(TASK PROMPT) Set down all of the data that follows, keeping every character.

(EXTRACTED INFORMATION)
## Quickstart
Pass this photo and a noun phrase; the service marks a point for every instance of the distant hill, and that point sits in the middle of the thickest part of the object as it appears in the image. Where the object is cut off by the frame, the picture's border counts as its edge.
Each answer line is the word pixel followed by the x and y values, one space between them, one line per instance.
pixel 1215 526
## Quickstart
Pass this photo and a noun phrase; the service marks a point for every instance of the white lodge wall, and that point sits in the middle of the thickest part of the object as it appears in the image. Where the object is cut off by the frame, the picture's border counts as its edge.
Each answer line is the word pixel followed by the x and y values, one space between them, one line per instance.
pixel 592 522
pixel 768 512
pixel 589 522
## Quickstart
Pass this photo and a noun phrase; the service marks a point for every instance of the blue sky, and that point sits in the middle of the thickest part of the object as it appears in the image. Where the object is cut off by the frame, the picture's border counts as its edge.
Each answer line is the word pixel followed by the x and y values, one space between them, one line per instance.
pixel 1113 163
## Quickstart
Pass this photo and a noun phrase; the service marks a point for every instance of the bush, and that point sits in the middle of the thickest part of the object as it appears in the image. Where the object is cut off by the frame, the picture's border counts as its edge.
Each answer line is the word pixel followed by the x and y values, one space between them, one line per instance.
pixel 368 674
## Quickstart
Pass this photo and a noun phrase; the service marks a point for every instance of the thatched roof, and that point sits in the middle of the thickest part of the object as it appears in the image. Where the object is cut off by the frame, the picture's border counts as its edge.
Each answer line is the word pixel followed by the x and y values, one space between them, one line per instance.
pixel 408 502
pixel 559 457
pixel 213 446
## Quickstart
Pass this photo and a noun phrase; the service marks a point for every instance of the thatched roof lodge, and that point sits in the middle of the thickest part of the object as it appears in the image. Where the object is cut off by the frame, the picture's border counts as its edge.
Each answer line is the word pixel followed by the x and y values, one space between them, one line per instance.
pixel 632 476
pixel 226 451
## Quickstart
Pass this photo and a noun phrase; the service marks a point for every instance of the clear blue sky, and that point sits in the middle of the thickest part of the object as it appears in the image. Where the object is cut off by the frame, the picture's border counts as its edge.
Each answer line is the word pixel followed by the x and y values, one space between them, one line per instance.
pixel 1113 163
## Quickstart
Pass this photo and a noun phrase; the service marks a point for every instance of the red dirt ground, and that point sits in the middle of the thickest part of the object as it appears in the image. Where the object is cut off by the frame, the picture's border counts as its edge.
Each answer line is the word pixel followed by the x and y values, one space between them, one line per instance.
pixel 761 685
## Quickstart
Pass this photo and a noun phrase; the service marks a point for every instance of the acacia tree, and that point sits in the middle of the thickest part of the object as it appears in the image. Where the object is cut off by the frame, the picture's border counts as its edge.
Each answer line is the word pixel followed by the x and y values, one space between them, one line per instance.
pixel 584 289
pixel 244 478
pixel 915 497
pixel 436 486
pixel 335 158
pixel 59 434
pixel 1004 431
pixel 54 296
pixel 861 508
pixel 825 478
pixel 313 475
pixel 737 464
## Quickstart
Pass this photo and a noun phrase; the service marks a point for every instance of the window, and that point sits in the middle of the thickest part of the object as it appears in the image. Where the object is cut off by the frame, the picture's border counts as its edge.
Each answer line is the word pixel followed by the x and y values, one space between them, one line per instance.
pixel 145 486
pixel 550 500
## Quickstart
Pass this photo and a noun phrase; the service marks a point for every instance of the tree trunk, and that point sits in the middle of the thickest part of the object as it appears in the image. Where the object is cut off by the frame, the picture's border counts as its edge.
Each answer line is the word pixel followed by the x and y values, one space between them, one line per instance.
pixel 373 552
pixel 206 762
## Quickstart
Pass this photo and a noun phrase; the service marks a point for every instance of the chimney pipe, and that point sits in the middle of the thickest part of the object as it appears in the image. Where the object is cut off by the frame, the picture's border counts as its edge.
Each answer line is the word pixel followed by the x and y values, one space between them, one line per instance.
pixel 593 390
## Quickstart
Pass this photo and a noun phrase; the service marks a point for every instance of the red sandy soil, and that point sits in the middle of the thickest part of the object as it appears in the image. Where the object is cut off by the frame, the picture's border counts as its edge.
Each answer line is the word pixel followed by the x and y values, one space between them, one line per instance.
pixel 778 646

(EXERCISE OUTPUT)
## Quickstart
Pass this photo and a noun phrase; the service marks a point for every instance of the distant hill, and that point sits in the middle of the thickest part of the object as it appears in the image. Where the object is cut off by the frame, the picture's border counts as its edge.
Each answer line is the word pixel followed by the x and y values, one space between them, one line per instance.
pixel 1215 526
## Quickstart
Pass this photo and a noun phrase; the service marks a point for every instance of the white lodge wall, and that point sits in the middle of the thickest part of the object as it appears in the image. Where the object is cut off by the frame, the picture's border counts as its edge.
Each answer line is the word pixel followed by the x and y values, one space between them, one line per instance.
pixel 592 522
pixel 768 512
pixel 589 522
## Quickstart
Pass this photo and a noun phrase; the service marks a point for every instance of the blue sky, and that point sits in the middle of the thickest part of the object as it appears in the image. Where the object is cut off by the frame, the picture's border counts as its edge.
Each answer line is the word pixel followed by the x and y values, one space between them, one line per instance.
pixel 1113 163
## Quickstart
Pass this photo and a noun phrase; the service marks a point for every instance of the bush, and that point sits in the middle of the thickest part of the object as it appears in the image. Where the object is cut off by the frame, the picture's border counts as its edge.
Each answer line is the word pixel followed by the x and y values, one space between them, one line per instance.
pixel 368 674
## Quickstart
Pass this photo and a noun phrase; the service marks a point for every instance of the thatched roof, and that point sits in the middle of the thickest part of the object as it appears in the image. Where the object is cut off by the frame, the picture's border counts as its edge.
Each answer line is the word pixel followed by the x and y values, one space between them, one line per instance.
pixel 408 502
pixel 559 457
pixel 213 446
## Quickstart
Pass this photo and a noun phrase; the service marks a point for every instance of the thatched roof lodge, and that point sits in the middle of the thickest part of the object as it appears in the image. Where the object is cut off by the frame, the picture's border counts as its edge.
Each answer line is the word pixel followed by the x and y values, one space between them, one line per instance.
pixel 632 476
pixel 226 451
## Quickstart
Pass this photo and a noun phrase; the service marks a point for every instance of the clear blue sky, and that point sits in the middle of the thickest part of the object as it appears in the image. Where the object is cut off by the frame, the picture's border counts as its edge.
Each answer line is the word pixel followed by the x and y values, one space between them, one line per instance.
pixel 1113 163
## Quickstart
Pass this photo and a noun phrase; the service marks a point for every instance of the red dirt ground, and that point sits in the middle of the thickest part of the object as it appears in the image. Where the object is cut off by the frame, the picture's border counts as its edge.
Each answer line is the word pixel followed by the x and y values, one space between them, one line per instance.
pixel 761 685
## Quickstart
Pass this photo and a noun phrase; the service marks a point for every instance of the acacia tree, and that point sits in the middle of the thickest part of the object as it appears in the image. Where the object is cut off by the frame, the picture's border counts as its edge.
Each answer line is the word pixel followed by the x and y values, one space between them, one line per instance.
pixel 584 289
pixel 244 478
pixel 915 497
pixel 436 486
pixel 335 158
pixel 59 434
pixel 1004 431
pixel 54 296
pixel 861 508
pixel 825 478
pixel 313 475
pixel 737 464
## Quickstart
Pass this photo and a noun phrase; the service marks a point for every instance of the window, and that point sits in the middle of the thickest part of the object as it appears in the image. Where the object is cut off by the frame, the picture's border counts as its edge.
Each answer line is the word pixel followed by the x and y values, one space between them, one line per instance.
pixel 145 486
pixel 550 500
## Quickstart
Pass this photo and a noun phrase; the service marks a point for every instance of the tree trunk, and that point sits in the middle of the thickest part of the object as it appears in the image. Where the object is cut off by the frame, the picture's border counts as its edge.
Each answer line is the word pixel followed by the x and y values, one space between them, one line per instance.
pixel 373 552
pixel 206 762
## Quickstart
Pass this photo and a noun phrase; the service marks a point for every instance of the chimney pipe, and that point sits in the middle of the thickest part of the object as it appears in the image. Where the object is cut off by the frame, the picture's border counts as its edge.
Each answer line is the word pixel followed by the x and y values, one space between them, one line per instance.
pixel 593 390
## Quickstart
Pass this photo and a noun phrase; the service marks a point for every instance of the red sandy soil, and that point sits in the middle of the thickest part of the object as it appears in the image. Where the object is cut off by the frame, the picture's border counts as its edge.
Each answer line is the word pixel followed by the x and y values, one space between them, one line per instance.
pixel 778 646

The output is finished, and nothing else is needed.